**Aim of the task**
Search the data for the word "point" and copy out every line that has it.
┏━━
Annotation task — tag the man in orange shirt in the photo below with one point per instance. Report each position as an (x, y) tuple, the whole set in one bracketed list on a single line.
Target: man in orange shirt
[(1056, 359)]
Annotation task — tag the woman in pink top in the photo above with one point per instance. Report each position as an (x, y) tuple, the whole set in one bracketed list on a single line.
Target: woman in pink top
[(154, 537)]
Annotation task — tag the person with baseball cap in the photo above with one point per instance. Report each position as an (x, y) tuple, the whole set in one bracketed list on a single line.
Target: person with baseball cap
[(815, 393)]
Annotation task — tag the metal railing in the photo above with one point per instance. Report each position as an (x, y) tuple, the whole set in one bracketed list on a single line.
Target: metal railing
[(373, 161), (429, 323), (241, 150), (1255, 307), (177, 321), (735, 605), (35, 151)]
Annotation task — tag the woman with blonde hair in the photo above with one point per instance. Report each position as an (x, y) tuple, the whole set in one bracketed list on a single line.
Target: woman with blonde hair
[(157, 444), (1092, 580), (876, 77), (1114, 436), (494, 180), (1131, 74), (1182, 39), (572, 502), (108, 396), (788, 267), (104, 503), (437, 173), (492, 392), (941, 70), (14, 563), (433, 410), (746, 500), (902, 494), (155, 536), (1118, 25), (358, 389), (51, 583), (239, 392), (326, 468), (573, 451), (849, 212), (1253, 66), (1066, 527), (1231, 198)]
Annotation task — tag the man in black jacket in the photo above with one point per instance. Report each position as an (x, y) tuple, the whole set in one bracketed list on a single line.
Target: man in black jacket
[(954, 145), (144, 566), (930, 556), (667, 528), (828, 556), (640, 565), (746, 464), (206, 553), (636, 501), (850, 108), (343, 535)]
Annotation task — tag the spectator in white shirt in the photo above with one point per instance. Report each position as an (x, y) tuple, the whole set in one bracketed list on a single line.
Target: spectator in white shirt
┗━━
**Completed task**
Annotation task — tag the man in orange shirt in the photo below with one point per instance. Report each position as an (x, y) tuple, the whole set in one bracketed list on a single line.
Annotation task — tag the woman in pink top in the photo above with one point per instance. Report each position as an (x, y) tuple, the whole set in one bracketed list on a single line.
Annotation task — tag the person with baseball cap in the photo above with one point per instance. Report each position as an (x, y) tuple, the whole set in one bracketed list on a single line.
Annotation task — tag the metal railing in the photo above with one point per instance. Report each position as an (x, y) tuple, the whole set in one bracketed list on a single line.
Annotation task — tag the woman with blonde hair in the photo above with one point per instance. Report each position as an (x, y) tuple, the whole set in one bracketed list on a single line.
Annotation task — tag the man in black jacket in the photo above with one point per instance. Report each position as an (x, y) tuple, the whole set in one bracketed list on a single line.
Annotation task — tag the spectator in white shirt in the photo above with one point per instance. Report each position as an (x, y) tuple, the whole set in one bracketed list on a single line.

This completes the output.